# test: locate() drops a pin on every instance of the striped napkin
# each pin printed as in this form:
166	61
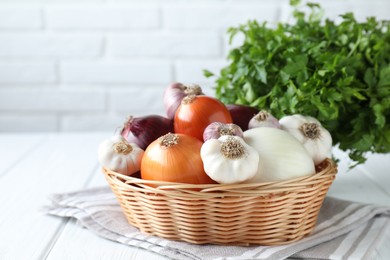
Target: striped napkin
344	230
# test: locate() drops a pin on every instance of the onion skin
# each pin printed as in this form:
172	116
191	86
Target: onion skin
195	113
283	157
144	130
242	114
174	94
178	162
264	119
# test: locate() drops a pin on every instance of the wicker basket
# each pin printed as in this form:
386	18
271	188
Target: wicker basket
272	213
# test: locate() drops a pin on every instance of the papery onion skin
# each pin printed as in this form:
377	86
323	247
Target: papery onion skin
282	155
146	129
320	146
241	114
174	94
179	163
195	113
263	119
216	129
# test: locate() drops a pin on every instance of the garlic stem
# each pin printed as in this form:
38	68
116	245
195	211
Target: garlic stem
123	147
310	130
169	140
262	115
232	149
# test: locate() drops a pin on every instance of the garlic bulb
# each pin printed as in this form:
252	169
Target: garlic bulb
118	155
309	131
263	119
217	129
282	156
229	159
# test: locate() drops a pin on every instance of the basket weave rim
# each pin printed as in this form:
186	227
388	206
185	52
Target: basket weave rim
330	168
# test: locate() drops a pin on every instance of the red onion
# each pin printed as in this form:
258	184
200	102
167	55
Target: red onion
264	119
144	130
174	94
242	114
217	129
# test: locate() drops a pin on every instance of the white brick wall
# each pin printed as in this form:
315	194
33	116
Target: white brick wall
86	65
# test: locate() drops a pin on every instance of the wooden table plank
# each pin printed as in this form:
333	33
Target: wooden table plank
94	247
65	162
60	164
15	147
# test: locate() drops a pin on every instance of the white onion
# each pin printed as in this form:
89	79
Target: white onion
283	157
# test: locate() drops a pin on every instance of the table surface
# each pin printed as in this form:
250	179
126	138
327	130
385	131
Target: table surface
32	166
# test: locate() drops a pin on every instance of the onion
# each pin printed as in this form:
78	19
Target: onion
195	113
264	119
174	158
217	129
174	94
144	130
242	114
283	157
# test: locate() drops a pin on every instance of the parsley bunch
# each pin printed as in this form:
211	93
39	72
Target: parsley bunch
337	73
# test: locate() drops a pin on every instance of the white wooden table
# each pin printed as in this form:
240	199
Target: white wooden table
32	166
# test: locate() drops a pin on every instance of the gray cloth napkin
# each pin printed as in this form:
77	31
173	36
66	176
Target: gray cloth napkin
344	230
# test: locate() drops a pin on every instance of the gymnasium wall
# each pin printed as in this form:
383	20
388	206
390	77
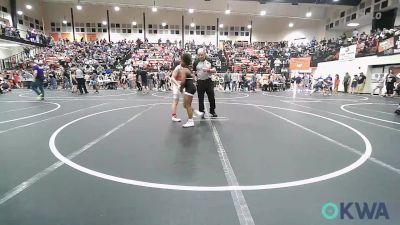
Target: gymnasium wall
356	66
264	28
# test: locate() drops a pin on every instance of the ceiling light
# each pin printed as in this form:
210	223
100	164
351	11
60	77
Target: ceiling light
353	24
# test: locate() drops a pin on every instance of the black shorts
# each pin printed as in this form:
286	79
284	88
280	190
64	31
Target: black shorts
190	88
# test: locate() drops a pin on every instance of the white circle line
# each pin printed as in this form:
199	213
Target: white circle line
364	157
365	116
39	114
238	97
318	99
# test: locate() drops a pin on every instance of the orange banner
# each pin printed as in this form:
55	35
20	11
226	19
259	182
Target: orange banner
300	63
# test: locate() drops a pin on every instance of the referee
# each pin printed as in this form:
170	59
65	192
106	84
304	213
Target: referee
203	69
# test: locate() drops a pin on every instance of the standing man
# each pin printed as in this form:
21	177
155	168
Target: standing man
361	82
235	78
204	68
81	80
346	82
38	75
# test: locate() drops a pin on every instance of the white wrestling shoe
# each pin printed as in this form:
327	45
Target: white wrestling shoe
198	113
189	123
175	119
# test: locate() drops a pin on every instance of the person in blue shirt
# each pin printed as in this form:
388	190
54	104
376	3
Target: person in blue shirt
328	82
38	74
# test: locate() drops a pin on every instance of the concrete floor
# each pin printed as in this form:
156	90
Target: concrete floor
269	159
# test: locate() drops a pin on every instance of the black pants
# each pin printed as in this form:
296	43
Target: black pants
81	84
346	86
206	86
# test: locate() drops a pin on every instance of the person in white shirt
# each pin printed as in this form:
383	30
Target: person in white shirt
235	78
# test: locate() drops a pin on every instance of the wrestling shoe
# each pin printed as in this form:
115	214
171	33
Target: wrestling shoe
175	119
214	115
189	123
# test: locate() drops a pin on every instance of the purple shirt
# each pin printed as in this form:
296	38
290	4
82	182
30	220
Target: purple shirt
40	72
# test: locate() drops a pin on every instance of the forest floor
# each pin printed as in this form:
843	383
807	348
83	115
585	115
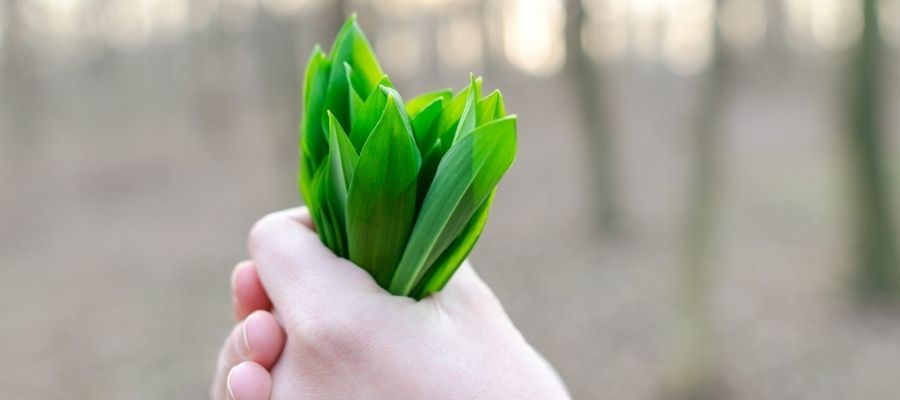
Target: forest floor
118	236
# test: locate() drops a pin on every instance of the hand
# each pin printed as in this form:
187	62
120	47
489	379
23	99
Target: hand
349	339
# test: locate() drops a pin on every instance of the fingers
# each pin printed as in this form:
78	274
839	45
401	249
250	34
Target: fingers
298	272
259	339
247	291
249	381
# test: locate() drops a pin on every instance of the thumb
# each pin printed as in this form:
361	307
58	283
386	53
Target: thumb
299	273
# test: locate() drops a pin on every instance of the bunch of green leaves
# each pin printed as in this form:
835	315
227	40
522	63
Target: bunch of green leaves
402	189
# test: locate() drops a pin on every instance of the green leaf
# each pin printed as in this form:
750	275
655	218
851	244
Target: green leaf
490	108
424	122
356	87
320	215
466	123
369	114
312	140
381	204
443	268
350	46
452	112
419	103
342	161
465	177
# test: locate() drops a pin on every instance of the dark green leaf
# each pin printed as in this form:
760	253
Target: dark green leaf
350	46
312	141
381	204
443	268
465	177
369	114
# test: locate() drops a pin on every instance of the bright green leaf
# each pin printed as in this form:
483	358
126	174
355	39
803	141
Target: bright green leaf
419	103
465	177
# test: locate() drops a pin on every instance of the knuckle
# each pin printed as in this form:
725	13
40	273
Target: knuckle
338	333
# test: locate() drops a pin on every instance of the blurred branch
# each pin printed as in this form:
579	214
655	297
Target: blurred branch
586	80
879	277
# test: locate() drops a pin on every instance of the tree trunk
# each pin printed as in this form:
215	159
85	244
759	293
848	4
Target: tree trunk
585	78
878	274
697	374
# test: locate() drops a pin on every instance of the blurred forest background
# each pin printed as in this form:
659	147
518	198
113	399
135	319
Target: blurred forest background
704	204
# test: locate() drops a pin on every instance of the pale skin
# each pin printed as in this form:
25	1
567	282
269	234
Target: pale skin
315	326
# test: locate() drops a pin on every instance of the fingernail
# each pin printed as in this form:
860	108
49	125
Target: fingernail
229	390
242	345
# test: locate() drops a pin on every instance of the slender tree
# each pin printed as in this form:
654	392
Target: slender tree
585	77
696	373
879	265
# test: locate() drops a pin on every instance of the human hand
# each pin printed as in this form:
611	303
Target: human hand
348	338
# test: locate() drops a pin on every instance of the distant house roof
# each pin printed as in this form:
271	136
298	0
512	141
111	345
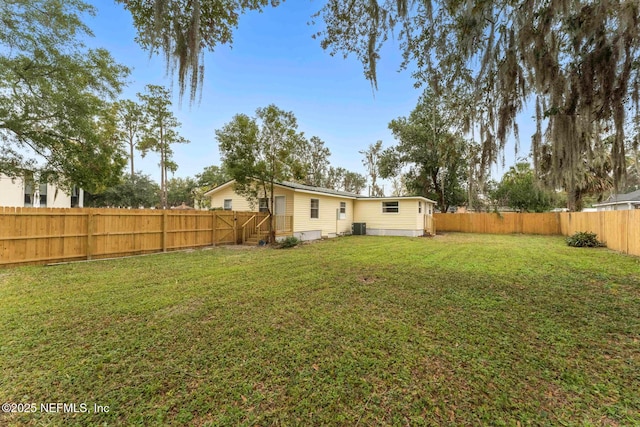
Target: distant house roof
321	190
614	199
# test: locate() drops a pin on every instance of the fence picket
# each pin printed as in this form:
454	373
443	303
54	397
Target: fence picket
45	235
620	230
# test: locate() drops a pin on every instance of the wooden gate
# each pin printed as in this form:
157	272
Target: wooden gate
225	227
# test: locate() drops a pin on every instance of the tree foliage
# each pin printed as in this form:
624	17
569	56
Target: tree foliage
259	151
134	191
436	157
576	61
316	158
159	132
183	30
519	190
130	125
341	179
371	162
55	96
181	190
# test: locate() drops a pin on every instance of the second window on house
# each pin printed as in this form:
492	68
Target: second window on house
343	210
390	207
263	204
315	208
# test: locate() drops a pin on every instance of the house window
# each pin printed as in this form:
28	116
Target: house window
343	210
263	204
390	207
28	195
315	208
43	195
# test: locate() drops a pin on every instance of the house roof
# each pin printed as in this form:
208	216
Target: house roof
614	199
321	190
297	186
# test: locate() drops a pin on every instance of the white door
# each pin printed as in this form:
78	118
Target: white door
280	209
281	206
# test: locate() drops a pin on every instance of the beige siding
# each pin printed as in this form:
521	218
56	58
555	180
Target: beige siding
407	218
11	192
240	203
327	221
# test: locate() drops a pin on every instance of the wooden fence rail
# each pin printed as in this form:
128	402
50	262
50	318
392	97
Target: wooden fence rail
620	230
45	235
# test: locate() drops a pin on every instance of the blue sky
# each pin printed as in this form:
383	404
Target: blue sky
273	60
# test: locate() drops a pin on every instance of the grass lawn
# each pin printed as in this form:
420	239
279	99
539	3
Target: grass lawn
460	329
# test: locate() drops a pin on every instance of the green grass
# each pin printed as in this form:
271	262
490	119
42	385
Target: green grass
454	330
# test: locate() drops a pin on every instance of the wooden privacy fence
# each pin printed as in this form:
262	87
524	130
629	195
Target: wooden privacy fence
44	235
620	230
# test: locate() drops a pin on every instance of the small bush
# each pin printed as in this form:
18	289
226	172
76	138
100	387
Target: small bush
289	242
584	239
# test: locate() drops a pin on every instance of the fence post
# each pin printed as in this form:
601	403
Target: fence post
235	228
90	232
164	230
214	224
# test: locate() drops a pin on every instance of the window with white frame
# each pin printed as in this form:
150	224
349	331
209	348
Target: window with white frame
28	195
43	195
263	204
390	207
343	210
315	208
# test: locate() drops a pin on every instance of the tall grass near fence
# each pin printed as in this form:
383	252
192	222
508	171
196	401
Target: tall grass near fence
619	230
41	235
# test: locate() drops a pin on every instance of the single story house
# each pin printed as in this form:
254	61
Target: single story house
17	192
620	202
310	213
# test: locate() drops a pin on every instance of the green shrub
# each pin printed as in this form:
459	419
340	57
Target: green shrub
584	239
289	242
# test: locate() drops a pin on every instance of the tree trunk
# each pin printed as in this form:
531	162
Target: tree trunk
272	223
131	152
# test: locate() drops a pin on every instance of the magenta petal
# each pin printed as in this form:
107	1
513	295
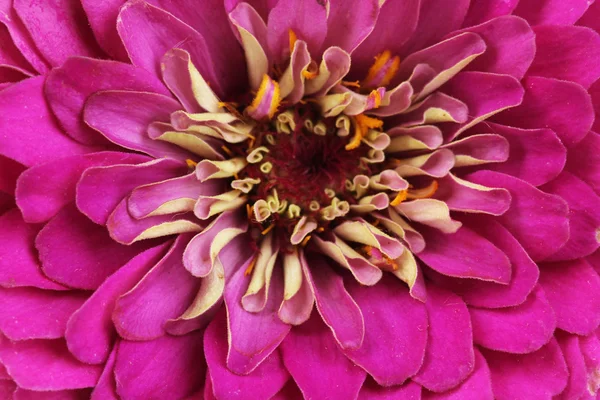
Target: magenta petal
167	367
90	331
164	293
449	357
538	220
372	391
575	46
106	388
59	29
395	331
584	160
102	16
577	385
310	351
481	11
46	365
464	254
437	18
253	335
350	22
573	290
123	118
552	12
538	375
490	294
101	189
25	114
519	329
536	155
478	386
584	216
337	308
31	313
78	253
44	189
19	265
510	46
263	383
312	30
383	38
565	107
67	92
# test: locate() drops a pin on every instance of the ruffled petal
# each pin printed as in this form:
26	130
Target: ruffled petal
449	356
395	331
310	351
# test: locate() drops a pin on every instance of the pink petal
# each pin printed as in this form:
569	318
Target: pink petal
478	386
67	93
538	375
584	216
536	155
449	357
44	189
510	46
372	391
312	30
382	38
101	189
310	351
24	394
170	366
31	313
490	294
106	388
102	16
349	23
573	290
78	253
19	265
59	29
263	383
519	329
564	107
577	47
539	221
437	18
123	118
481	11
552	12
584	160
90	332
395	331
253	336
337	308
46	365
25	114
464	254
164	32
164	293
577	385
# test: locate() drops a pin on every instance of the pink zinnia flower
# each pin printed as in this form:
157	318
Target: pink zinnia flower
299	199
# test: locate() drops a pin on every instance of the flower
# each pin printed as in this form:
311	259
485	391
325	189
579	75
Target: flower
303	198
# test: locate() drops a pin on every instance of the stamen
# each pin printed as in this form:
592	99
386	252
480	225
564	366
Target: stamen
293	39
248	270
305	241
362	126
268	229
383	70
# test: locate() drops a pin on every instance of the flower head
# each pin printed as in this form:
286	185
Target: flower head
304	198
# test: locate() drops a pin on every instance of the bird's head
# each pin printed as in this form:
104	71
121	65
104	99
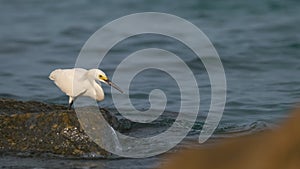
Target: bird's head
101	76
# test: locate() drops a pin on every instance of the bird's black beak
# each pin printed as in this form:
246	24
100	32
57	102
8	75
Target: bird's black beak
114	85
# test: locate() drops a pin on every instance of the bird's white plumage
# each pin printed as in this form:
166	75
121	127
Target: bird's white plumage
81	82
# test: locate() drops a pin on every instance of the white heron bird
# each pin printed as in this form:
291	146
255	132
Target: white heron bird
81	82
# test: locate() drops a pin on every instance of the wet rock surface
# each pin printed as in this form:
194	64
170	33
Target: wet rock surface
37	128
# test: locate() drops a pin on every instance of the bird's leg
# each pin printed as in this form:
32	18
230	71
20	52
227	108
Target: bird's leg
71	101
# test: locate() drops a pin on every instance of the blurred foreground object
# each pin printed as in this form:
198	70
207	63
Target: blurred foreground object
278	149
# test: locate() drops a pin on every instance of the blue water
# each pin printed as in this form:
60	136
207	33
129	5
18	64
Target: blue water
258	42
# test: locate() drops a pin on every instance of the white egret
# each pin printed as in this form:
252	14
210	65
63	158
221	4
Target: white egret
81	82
────────────────────
▶ [EXERCISE INSTRUCTIONS] Word for word, please, restate the lines of the listing from the one holding "of the stamen" down to the last line, leaving out any pictures.

▶ [SOLUTION]
# test: locate() drops a pin on every instance of the stamen
# each pin printed as in this form:
592	99
386	252
480	225
564	366
Target: stamen
293	39
248	270
305	241
362	126
268	229
383	70
# test: locate() drops a pin on every instance of the flower head
# each pin printed as in this form:
286	185
Target: flower head
304	198
# test: locate() drops a pin on every instance of the bird's head
# each pin printed as in this form:
104	71
121	65
104	99
Target: bird's head
101	76
# test: locate() drops a pin on every instance of the bird's black beak
# each pin printed as in this form:
246	24
100	32
57	102
8	75
Target: bird's black beak
114	85
# test: locate() drops a pin on every instance of the bird's white plumage
# each pin printed as in this form:
166	75
121	127
Target: bird's white plumage
81	82
# test: locate() drops a pin on every instance of the white heron bird
# each pin printed as in this form:
291	146
255	132
Target: white heron bird
81	82
# test: locate() drops a pin on every instance of the wet rock surface
# each pin printed as in this form:
194	64
170	33
Target: wet rock surface
37	128
# test: locate() drops a pin on every instance of the bird's leg
# each pin printed as in this form:
32	18
230	71
20	52
227	108
Target: bird's leg
71	101
# test: locate() drops a pin on every instance of the blurred foreground object
# each pin printed as in this form:
198	70
207	63
Target: blurred foreground object
278	149
# test: locate() drops a pin on every instance of the blue water
# each pin printed as in this form:
60	136
207	33
129	5
18	64
Target: blue water
258	42
# test: locate() drops a pin on every instance of the white egret
# each pin printed as in this form:
252	14
210	65
63	158
221	4
Target: white egret
81	82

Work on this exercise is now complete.